══ Text shown

Surface Area and Volume is one of the most important and frequently examined chapters in Class 9 Mathematics (NCERT). This topic introduces students to three-dimensional (3D) solid figures cuboids, cubes, cylinders, cones, spheres, and hemispheres and teaches how to calculate both the area of their surfaces and the space they occupy (volume).
Learn concepts not only strengthens your foundation for Class 10 and competitive exams like JEE and NTSE, but also builds essential mathematical reasoning and spatial thinking skills. This comprehensive study guide covers every key formula with clear derivations, step-by-step solved examples directly from the syllabus, and conceptual explanations designed to help students truly understand not just memorise.
What are Solid (Three-Dimensional) Figures?

════
══ Data lines

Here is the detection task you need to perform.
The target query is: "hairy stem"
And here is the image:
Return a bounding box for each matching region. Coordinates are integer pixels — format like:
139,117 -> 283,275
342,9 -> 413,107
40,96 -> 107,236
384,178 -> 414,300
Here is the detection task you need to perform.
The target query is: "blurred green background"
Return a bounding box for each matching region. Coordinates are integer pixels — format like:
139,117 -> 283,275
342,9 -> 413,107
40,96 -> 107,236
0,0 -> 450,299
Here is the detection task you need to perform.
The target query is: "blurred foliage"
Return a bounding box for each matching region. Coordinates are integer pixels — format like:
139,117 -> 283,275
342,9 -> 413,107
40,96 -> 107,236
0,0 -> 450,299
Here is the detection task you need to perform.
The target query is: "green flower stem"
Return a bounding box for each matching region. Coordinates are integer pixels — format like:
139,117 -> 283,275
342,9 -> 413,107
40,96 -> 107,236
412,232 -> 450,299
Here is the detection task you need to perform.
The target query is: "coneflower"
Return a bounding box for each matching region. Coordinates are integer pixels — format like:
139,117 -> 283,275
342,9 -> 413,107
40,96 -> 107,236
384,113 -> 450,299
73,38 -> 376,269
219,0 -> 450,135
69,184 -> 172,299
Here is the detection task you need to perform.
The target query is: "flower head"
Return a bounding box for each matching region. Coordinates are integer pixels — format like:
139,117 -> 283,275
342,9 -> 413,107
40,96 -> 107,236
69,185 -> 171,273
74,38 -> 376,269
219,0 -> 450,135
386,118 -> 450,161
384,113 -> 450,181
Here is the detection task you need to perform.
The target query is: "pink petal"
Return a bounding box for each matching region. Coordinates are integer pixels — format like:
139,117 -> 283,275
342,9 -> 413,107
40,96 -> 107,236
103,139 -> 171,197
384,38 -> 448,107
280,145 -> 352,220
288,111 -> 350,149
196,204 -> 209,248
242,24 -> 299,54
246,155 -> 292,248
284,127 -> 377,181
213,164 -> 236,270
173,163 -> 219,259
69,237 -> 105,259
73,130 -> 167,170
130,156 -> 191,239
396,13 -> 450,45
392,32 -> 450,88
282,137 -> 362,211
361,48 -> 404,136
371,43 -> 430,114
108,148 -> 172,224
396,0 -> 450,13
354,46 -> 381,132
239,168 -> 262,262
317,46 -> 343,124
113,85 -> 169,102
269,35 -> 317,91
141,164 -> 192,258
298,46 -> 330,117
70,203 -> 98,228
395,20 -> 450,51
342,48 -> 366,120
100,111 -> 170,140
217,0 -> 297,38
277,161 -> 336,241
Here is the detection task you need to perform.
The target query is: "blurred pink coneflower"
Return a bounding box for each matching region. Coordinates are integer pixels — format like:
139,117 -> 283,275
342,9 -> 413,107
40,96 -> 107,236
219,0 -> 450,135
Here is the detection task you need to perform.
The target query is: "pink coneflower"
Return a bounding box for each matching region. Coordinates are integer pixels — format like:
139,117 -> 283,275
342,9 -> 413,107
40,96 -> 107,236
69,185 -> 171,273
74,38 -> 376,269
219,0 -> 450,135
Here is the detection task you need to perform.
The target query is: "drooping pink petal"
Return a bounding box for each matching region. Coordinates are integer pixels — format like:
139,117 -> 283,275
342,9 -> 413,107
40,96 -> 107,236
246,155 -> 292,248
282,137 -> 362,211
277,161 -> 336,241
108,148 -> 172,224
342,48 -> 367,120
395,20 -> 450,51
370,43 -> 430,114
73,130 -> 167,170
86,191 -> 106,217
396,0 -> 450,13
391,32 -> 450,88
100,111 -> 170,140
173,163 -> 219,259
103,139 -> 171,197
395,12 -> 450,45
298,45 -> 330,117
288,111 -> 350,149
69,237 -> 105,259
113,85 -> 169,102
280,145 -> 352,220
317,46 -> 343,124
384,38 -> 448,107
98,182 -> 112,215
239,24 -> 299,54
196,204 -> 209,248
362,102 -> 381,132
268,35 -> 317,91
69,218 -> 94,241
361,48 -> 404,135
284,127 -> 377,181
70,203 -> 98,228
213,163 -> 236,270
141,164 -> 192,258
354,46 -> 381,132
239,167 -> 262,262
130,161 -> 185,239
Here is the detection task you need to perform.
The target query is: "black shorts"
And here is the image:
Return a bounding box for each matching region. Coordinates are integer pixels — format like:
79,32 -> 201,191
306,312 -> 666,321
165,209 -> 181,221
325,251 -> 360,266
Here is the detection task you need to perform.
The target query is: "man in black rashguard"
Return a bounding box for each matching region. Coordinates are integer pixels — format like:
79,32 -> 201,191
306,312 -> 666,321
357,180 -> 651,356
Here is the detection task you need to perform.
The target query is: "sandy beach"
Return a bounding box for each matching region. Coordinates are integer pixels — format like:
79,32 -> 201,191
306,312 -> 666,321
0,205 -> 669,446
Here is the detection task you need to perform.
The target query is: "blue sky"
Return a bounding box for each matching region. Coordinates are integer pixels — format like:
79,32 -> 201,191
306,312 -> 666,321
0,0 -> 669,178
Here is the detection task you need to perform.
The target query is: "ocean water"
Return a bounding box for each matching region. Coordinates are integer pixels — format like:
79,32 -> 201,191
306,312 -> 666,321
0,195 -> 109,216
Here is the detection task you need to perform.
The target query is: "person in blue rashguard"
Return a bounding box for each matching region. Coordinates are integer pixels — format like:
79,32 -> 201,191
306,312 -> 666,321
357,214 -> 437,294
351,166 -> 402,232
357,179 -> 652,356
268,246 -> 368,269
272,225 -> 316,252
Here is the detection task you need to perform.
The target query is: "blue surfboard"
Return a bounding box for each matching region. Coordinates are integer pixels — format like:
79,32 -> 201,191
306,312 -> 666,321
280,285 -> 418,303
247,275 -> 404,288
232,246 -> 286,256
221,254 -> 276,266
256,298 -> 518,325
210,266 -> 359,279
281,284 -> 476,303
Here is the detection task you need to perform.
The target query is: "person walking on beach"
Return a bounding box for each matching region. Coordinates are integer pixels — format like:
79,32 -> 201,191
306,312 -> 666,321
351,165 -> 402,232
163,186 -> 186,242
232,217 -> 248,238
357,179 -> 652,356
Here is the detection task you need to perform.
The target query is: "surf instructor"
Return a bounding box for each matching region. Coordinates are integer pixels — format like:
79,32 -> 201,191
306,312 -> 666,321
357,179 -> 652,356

════

**What to do:**
a - Which solid figures does the surface area and volume guide say the chapter introduces?
b - Resume the surface area and volume guide right after its final line.

**Results by task:**
a - Cuboids, cubes, cylinders, cones, spheres, and hemispheres.

b -
A two-dimensional figure, like a rectangle, has only two measurements: length and width. A three-dimensional (solid) figure possesses three measurements length, width, and height — and occupies physical space. These solids have both a surface area (the total area of their outer surfaces) and a volume (the amount of space enclosed within them).
- Two key measurements for any solid
- Surface Area measured in square units (cm², m²).
- Volume measured in cubic units (cm³, m³).
The solids studied in Class 9 are: Cuboid, Cube, Cylinder, Cone, Sphere, and Hemisphere — along with their hollow variants.
Cuboid
A cuboid (also called a rectangular prism) is a box-shaped solid with 6 rectangular faces, 8 vertices, and 12 edges. Its three dimensions are length (ℓ), breadth (b), and height (h). Think of a brick, a book, or a room these are all cuboids.
Cuboid Formulas — where ℓ = length, b = breadth, h = height
Total Surface Area (TSA)
2(ℓb + bh + hℓ)
Lateral Surface Area (LSA)
2h(ℓ + b)
Volume
ℓ × b × h
Diagonal
√(ℓ² + b² + h²)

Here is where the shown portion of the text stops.